• [WHAT YOU NEED TO DO]:
Copy each line below holding "gravel".

▬▬▬

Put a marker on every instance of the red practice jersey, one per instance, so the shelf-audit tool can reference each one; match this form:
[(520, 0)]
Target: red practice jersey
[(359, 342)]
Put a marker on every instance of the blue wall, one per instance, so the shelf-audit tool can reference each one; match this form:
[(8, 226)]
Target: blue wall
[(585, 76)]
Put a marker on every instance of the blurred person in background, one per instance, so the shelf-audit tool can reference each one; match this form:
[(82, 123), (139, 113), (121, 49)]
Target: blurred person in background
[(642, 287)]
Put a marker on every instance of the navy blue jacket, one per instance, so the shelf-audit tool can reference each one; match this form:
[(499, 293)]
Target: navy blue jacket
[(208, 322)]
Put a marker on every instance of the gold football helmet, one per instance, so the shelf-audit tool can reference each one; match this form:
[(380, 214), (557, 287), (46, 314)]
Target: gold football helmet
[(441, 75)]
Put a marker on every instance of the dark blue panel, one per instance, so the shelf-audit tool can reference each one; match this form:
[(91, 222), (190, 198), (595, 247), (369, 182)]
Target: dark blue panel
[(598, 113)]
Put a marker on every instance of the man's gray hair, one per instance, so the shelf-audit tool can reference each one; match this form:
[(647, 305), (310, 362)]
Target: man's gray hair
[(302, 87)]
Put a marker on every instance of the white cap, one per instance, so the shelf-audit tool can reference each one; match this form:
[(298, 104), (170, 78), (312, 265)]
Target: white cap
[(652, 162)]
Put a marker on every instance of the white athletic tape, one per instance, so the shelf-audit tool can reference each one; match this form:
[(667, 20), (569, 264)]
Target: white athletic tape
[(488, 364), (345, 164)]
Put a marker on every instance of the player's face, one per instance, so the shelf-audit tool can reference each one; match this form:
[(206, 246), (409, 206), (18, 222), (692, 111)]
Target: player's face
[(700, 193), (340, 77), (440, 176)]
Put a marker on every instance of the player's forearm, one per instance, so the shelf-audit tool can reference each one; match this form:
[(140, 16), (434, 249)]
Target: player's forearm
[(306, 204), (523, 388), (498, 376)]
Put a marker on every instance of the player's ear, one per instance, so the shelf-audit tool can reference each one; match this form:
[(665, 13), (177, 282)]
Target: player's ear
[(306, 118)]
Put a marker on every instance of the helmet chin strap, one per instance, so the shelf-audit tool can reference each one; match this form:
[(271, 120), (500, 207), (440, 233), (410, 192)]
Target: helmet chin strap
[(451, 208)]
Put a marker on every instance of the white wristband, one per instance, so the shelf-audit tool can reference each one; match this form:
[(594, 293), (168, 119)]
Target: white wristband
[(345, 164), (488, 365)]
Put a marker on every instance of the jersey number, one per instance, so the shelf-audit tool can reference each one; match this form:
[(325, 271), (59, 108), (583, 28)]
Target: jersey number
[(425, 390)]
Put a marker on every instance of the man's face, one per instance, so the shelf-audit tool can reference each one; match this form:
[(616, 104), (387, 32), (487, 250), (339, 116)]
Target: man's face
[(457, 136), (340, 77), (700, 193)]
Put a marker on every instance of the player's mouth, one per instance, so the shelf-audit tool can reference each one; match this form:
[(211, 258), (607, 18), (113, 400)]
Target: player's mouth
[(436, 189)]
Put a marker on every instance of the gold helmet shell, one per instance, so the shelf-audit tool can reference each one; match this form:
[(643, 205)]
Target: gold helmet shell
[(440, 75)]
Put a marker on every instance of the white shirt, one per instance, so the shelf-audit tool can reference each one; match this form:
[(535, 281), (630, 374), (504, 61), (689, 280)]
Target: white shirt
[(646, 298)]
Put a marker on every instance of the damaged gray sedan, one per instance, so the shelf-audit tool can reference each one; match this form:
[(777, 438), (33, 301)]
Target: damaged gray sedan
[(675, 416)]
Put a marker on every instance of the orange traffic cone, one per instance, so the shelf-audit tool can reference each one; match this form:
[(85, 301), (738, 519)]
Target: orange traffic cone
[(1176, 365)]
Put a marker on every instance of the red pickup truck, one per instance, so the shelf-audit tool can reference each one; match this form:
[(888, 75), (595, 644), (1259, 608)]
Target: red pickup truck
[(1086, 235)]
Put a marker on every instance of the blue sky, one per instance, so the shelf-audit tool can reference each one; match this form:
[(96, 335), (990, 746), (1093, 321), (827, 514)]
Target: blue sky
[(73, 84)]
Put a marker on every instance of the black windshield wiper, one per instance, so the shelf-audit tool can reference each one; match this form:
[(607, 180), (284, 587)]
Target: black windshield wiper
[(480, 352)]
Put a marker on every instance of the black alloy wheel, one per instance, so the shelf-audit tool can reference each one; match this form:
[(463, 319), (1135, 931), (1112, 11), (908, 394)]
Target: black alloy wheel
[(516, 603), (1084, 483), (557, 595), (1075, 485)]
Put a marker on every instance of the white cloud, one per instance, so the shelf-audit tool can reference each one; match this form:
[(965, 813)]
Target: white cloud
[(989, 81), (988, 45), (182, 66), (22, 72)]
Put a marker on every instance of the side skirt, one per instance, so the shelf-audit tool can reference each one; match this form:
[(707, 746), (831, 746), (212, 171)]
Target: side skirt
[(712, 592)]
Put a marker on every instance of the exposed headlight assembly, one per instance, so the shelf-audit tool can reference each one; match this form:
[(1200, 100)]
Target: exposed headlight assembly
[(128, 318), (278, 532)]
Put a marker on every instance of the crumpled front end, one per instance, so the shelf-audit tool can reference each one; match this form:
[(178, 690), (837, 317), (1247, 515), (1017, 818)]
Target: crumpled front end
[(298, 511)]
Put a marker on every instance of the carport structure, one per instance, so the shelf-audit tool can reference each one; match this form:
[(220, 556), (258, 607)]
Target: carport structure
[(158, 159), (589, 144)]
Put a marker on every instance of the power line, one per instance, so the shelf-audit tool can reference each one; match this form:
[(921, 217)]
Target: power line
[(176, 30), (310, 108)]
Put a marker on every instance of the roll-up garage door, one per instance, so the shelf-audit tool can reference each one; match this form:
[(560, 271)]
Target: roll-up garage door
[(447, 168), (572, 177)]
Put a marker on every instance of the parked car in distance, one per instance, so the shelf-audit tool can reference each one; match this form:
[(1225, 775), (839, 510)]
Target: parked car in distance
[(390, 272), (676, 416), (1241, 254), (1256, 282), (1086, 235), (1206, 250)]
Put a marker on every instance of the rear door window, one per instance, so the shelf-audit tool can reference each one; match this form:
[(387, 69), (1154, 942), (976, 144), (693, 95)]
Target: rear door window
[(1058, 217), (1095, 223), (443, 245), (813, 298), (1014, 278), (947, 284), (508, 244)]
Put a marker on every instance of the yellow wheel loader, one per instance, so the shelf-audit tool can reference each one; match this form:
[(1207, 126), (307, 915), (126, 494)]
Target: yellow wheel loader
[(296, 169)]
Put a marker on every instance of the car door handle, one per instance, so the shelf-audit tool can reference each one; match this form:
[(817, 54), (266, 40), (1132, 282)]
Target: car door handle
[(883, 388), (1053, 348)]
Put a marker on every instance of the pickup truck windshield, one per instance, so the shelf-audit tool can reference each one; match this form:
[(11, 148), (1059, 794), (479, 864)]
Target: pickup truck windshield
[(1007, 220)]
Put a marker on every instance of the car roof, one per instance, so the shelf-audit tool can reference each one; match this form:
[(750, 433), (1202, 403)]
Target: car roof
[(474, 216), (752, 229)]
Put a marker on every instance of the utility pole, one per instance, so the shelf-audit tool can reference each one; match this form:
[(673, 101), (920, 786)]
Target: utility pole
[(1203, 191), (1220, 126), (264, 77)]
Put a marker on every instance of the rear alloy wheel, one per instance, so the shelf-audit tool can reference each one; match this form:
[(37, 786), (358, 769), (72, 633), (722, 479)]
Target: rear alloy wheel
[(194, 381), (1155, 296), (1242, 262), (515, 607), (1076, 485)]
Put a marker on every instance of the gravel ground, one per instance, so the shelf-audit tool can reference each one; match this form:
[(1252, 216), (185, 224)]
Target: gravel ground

▬▬▬

• [SOLUTION FOR THIS PROBLEM]:
Put a marker on every instance of the gravel ground, one per instance, so the shelf-audit tool can reference each one; match this form:
Target: gravel ground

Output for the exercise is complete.